Stored items
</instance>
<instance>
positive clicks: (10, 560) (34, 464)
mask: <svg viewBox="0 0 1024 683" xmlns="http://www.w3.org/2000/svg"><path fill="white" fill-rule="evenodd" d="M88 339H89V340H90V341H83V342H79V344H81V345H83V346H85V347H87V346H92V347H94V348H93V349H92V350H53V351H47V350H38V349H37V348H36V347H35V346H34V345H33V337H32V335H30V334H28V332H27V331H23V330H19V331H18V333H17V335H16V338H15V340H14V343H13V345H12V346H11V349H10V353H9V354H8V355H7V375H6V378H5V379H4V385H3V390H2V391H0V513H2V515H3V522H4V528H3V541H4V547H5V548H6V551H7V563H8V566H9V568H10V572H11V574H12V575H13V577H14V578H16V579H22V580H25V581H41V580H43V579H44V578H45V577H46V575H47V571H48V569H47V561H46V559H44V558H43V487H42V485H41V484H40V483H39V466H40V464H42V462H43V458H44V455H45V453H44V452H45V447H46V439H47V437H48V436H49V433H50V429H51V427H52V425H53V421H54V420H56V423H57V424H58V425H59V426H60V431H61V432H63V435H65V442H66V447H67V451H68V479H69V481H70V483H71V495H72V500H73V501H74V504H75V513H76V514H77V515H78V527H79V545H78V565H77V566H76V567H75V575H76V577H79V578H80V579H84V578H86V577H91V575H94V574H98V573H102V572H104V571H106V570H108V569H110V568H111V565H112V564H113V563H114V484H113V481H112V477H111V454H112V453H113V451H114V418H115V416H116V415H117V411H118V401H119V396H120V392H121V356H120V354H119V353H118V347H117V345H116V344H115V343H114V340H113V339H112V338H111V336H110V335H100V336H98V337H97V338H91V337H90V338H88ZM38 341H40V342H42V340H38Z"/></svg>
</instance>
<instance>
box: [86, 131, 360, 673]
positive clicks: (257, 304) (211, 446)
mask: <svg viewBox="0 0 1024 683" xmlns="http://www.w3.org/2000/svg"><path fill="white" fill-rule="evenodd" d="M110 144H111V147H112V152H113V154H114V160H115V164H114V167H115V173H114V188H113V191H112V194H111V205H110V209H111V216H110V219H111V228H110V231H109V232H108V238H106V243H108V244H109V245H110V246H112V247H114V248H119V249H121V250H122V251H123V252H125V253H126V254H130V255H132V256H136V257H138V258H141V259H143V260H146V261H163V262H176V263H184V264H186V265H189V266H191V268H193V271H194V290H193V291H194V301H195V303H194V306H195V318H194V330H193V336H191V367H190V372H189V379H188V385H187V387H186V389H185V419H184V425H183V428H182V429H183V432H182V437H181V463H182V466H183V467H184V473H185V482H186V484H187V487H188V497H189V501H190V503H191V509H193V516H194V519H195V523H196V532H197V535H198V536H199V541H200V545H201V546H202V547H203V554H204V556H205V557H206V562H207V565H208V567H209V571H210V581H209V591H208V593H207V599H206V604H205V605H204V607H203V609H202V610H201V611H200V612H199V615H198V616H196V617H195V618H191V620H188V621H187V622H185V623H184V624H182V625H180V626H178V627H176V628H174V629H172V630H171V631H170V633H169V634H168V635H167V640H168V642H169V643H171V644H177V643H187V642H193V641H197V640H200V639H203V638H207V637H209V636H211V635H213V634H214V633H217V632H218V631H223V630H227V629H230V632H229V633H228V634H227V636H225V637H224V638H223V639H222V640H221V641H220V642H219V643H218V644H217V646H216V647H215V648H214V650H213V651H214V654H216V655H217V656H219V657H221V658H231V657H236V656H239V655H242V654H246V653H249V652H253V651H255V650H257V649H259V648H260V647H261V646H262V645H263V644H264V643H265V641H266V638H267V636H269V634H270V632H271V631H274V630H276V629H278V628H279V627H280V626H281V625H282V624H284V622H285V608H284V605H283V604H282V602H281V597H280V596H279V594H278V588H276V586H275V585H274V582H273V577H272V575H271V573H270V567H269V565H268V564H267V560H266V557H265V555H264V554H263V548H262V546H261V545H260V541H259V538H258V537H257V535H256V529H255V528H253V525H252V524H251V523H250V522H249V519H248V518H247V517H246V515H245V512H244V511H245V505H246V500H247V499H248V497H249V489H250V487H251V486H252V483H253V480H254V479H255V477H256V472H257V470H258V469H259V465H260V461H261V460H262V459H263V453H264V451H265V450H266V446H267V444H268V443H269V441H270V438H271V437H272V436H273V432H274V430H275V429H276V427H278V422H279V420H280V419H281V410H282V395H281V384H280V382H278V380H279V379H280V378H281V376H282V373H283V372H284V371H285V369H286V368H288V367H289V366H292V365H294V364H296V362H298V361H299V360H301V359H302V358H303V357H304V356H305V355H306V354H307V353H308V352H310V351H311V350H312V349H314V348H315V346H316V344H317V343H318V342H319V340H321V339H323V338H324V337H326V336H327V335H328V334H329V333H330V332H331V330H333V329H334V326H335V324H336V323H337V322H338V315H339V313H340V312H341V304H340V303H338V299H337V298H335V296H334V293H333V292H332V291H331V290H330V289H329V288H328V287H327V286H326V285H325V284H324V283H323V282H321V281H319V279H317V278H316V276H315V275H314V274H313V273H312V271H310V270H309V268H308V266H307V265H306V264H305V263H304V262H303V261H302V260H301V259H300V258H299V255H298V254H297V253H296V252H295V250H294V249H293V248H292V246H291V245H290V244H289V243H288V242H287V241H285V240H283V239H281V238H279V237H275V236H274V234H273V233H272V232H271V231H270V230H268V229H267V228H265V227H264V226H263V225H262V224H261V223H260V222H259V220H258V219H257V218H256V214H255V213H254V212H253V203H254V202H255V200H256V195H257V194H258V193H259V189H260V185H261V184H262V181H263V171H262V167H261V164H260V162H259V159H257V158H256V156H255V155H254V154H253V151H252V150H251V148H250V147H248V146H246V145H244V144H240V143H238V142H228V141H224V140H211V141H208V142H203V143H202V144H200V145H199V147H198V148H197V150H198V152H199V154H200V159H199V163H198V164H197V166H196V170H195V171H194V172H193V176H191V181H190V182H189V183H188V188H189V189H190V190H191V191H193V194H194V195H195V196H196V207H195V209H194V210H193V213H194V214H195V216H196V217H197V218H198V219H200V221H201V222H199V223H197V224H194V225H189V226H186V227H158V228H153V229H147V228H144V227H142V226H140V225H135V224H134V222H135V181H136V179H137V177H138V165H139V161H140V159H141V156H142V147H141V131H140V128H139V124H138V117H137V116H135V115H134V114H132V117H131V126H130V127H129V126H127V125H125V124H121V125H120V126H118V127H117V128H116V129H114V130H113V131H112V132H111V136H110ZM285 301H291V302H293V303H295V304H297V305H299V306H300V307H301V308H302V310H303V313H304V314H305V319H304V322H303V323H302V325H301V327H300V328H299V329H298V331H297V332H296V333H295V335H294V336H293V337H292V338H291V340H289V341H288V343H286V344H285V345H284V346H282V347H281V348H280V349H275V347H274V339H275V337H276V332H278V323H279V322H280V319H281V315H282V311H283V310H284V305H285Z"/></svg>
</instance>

(BRIEF)
Find and copy each line above that includes the string "clicks".

(ANSWER)
positive clicks: (10, 560) (34, 464)
positive clicks: (257, 304) (211, 446)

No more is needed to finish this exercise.